Edit the George of the Jungle 2 review from "It's out of" up to and including "the dimbulb charm.", and give that passage again with "physique" changed to "build".

SELECTED TEXT:
"""
George
of the Jungle 2
Christopher
Showerman.
Despite
a gag about replacing Brendan Fraser in the movie itself,
the publicity materials act as if Mr. Showerman doesn't really
exist. Nowhere on the packaging for George of the Jungle
2 will you see his name, in hopes that people will just
glance at the cover and assume it's the same old George. Even
in the film credits, the villainous Thomas Haden Church gets
top billing, but it's Showerman's movie.
There.
It's out of my system. By his own admission, the studio was
too cheap to pay Fraser, so we've got this Fraser-lite. Showerman
has more of the appropriate jungle king physique, and some
of the dimbulb charm.
The same
could be said for the rest of this sequel.
It looks
a lot like the first one, though the narrator (same one) notes
that they're using a different set as well as a different
George. But of course. Disney has perfected the art of direct-to-video
sequels, spending a little less while at worst coming up with
something inoffensive.
Everything
you might think would make the story work is here: more jungle
animals, some animatronic, some CG. Just as in the first,
the film makes excuses to put George in the "real" world to
demonstrate his mystification at big city sophistication.
(Though director David Grossman and writer Jordan Kerner have
him confused with a Flintstone - each modern convenience has
some sort of jungle analog.)
Individual
scenes exist solely to make kids laugh at the silliness, because,
well, gorillas in cheerleading outfits are funny, even though
they bear no relation to the rest of the film. Those scenes
that do feed the plot, involving Ursula (now Julie Benz) being
hypnotized into forgetting George, occasionally hit. Allowing
a desperate Lyle VanderGroot (Church) to try to imitate George's
charm both acknowledges and builds upon the first film.
"""
DATASET ENTRIES:
"""
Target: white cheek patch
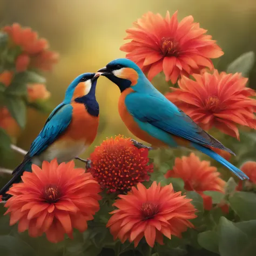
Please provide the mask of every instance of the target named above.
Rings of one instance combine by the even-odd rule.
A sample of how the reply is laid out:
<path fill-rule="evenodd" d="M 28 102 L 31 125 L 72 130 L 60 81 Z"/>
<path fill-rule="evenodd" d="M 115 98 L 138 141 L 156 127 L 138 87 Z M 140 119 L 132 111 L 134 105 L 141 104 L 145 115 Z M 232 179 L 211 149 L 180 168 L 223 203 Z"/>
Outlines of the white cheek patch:
<path fill-rule="evenodd" d="M 113 75 L 116 76 L 117 77 L 122 78 L 124 69 L 124 68 L 122 68 L 122 69 L 114 70 L 113 71 Z"/>
<path fill-rule="evenodd" d="M 90 79 L 84 82 L 84 95 L 87 95 L 91 90 L 92 82 Z"/>

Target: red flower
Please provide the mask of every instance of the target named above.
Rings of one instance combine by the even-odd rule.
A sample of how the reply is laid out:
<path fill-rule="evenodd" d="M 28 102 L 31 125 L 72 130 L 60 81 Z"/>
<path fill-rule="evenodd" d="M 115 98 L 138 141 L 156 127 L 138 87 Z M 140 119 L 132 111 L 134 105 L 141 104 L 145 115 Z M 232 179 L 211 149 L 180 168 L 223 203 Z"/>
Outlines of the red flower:
<path fill-rule="evenodd" d="M 29 100 L 30 102 L 34 102 L 38 99 L 47 99 L 51 96 L 44 84 L 28 84 L 27 87 Z"/>
<path fill-rule="evenodd" d="M 256 100 L 250 98 L 256 93 L 246 87 L 247 78 L 217 70 L 193 76 L 195 81 L 183 77 L 166 98 L 203 129 L 215 126 L 239 139 L 238 124 L 256 128 Z"/>
<path fill-rule="evenodd" d="M 153 172 L 149 164 L 149 150 L 138 149 L 130 138 L 116 136 L 104 140 L 91 154 L 88 170 L 109 192 L 126 192 L 139 182 L 148 181 Z"/>
<path fill-rule="evenodd" d="M 120 199 L 114 206 L 118 210 L 111 213 L 107 227 L 114 239 L 122 243 L 129 239 L 135 247 L 145 237 L 147 244 L 154 246 L 155 241 L 163 243 L 163 235 L 171 239 L 171 235 L 180 237 L 187 227 L 193 227 L 188 220 L 196 218 L 196 209 L 191 199 L 175 193 L 172 184 L 161 187 L 154 181 L 147 189 L 139 183 L 137 189 L 132 187 L 127 195 L 119 195 Z"/>
<path fill-rule="evenodd" d="M 49 51 L 49 45 L 44 38 L 38 38 L 36 32 L 30 28 L 22 28 L 19 24 L 6 26 L 3 31 L 12 41 L 12 47 L 19 46 L 22 53 L 16 60 L 18 72 L 25 71 L 29 66 L 42 70 L 50 70 L 58 61 L 58 55 Z"/>
<path fill-rule="evenodd" d="M 5 70 L 0 74 L 0 83 L 2 83 L 5 86 L 9 86 L 11 83 L 14 76 L 14 72 L 9 70 Z"/>
<path fill-rule="evenodd" d="M 6 107 L 0 107 L 0 128 L 5 130 L 11 137 L 16 137 L 21 129 Z"/>
<path fill-rule="evenodd" d="M 245 180 L 244 182 L 240 180 L 237 190 L 242 190 L 244 184 L 247 188 L 252 188 L 254 186 L 253 184 L 256 184 L 256 162 L 247 161 L 241 166 L 240 169 L 249 177 L 250 179 Z"/>
<path fill-rule="evenodd" d="M 30 58 L 26 53 L 22 53 L 19 55 L 16 59 L 15 68 L 18 72 L 24 72 L 28 69 Z"/>
<path fill-rule="evenodd" d="M 32 165 L 25 172 L 23 183 L 14 184 L 6 202 L 10 225 L 18 222 L 18 230 L 29 230 L 31 237 L 45 232 L 51 242 L 72 237 L 73 228 L 87 229 L 87 221 L 99 210 L 100 186 L 90 173 L 75 169 L 73 161 L 58 165 L 56 159 L 44 161 L 42 169 Z"/>
<path fill-rule="evenodd" d="M 171 17 L 167 11 L 165 18 L 149 12 L 126 30 L 125 39 L 132 41 L 120 50 L 148 72 L 150 80 L 164 71 L 166 80 L 174 84 L 181 75 L 199 73 L 205 67 L 212 69 L 210 59 L 223 52 L 193 20 L 190 16 L 178 22 L 177 11 Z"/>
<path fill-rule="evenodd" d="M 204 200 L 204 208 L 210 211 L 212 206 L 211 197 L 204 191 L 213 191 L 224 192 L 225 182 L 220 179 L 216 167 L 211 166 L 208 161 L 200 161 L 194 153 L 189 157 L 176 158 L 172 170 L 168 171 L 166 178 L 181 178 L 185 183 L 184 188 L 195 191 Z"/>

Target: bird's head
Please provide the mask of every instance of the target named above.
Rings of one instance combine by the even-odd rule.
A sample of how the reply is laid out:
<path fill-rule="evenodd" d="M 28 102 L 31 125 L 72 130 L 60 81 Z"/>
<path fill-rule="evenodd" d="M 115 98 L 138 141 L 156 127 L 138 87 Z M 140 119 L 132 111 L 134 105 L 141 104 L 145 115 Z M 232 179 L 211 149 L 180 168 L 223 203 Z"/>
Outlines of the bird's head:
<path fill-rule="evenodd" d="M 70 103 L 86 95 L 95 96 L 97 80 L 100 74 L 84 73 L 75 78 L 66 91 L 65 101 Z"/>
<path fill-rule="evenodd" d="M 130 86 L 136 85 L 140 77 L 144 77 L 140 69 L 133 62 L 121 58 L 112 60 L 106 66 L 98 70 L 99 75 L 104 76 L 114 83 L 121 92 Z"/>

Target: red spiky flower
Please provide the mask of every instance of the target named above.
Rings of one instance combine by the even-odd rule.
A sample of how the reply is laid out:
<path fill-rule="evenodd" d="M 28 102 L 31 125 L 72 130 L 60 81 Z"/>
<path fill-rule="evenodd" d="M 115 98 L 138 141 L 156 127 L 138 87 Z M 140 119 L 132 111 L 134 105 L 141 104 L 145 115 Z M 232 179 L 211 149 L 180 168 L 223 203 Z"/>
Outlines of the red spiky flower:
<path fill-rule="evenodd" d="M 149 180 L 153 164 L 149 164 L 148 154 L 147 149 L 138 149 L 130 138 L 116 136 L 96 147 L 87 171 L 108 192 L 126 192 L 138 183 Z"/>
<path fill-rule="evenodd" d="M 45 233 L 52 242 L 65 233 L 72 238 L 73 228 L 85 231 L 99 210 L 100 187 L 90 173 L 74 167 L 73 161 L 59 165 L 56 159 L 44 161 L 42 169 L 32 165 L 7 192 L 12 196 L 5 205 L 10 225 L 18 223 L 18 231 L 28 230 L 32 237 Z"/>
<path fill-rule="evenodd" d="M 219 178 L 220 173 L 215 167 L 211 166 L 208 161 L 200 161 L 194 153 L 189 157 L 175 159 L 172 170 L 168 171 L 166 178 L 180 178 L 185 183 L 184 188 L 195 191 L 204 200 L 204 206 L 207 210 L 212 207 L 211 197 L 204 194 L 204 191 L 213 191 L 224 193 L 226 183 Z"/>
<path fill-rule="evenodd" d="M 196 80 L 183 76 L 179 88 L 171 88 L 166 98 L 204 130 L 215 127 L 239 139 L 238 125 L 256 128 L 256 93 L 246 87 L 241 74 L 205 72 L 193 74 Z"/>
<path fill-rule="evenodd" d="M 181 75 L 199 73 L 205 67 L 212 69 L 211 59 L 223 52 L 193 21 L 190 16 L 179 22 L 177 11 L 172 17 L 167 11 L 165 18 L 147 12 L 126 30 L 125 39 L 132 41 L 120 50 L 147 73 L 150 80 L 163 71 L 166 80 L 174 84 Z"/>
<path fill-rule="evenodd" d="M 119 195 L 120 199 L 113 204 L 118 208 L 107 224 L 114 239 L 124 243 L 127 239 L 134 246 L 145 237 L 147 244 L 155 241 L 163 244 L 163 235 L 180 237 L 187 227 L 193 227 L 188 221 L 196 218 L 191 200 L 175 193 L 172 184 L 161 187 L 154 181 L 147 189 L 139 183 L 127 195 Z"/>

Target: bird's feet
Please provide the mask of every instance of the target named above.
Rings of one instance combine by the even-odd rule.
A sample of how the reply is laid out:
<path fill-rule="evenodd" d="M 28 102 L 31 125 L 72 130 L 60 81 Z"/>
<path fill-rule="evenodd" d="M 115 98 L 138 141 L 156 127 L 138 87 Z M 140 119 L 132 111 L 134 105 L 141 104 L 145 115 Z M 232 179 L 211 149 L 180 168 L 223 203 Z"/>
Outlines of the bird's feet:
<path fill-rule="evenodd" d="M 138 147 L 138 149 L 147 149 L 149 150 L 152 150 L 153 149 L 152 147 L 148 147 L 147 146 L 145 146 L 142 143 L 140 143 L 139 142 L 138 142 L 137 141 L 134 139 L 131 139 L 131 141 L 133 143 L 133 145 L 136 147 Z"/>
<path fill-rule="evenodd" d="M 75 159 L 79 160 L 83 163 L 85 163 L 86 164 L 85 168 L 86 169 L 90 169 L 90 168 L 91 168 L 91 161 L 90 159 L 83 159 L 82 158 L 80 158 L 80 157 L 76 157 Z"/>

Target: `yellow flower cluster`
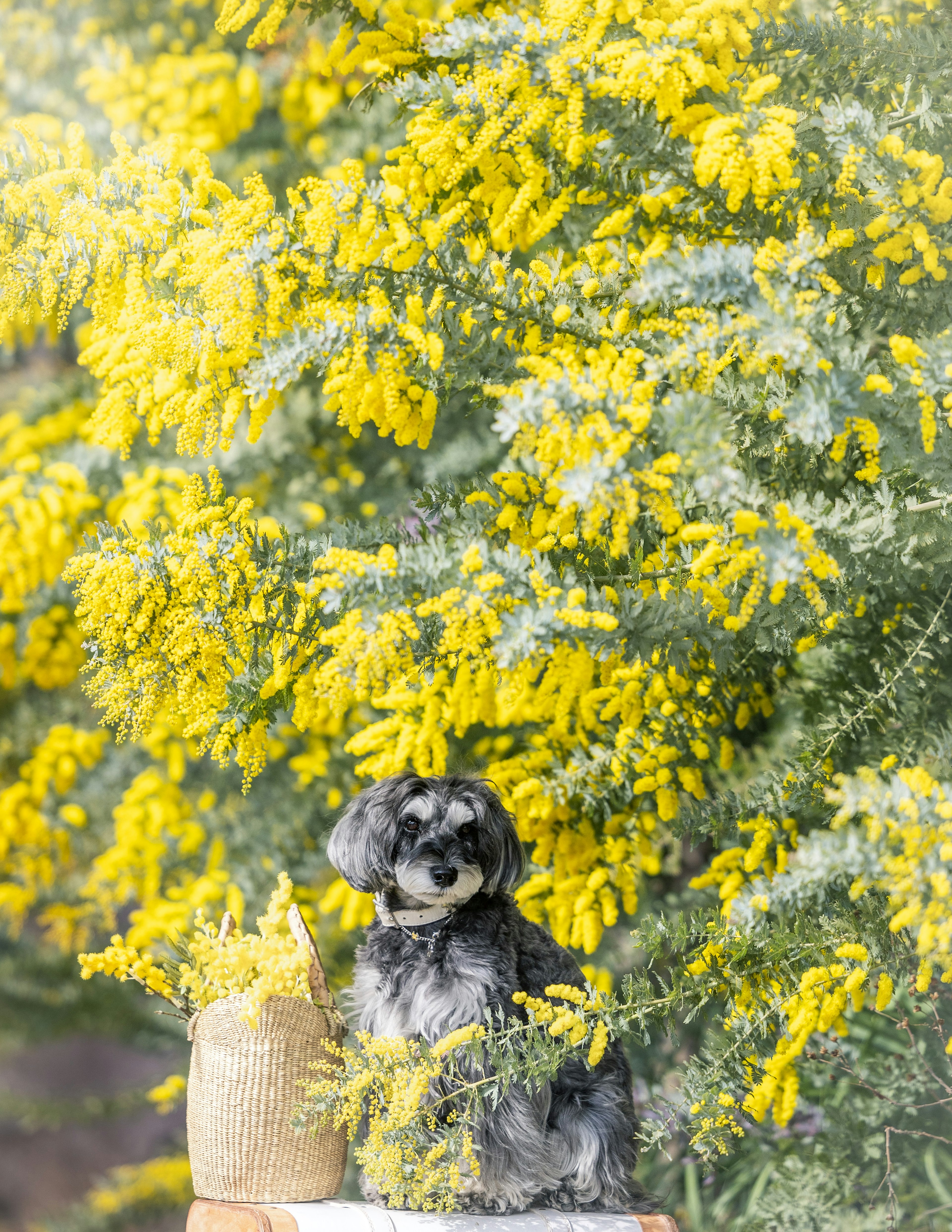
"""
CORRECT RESULT:
It's out of my system. By his own admission, the studio was
too cheap to pay Fraser, so we've got this Fraser-lite. Showerman
has more of the appropriate jungle king build, and some
of the dimbulb charm.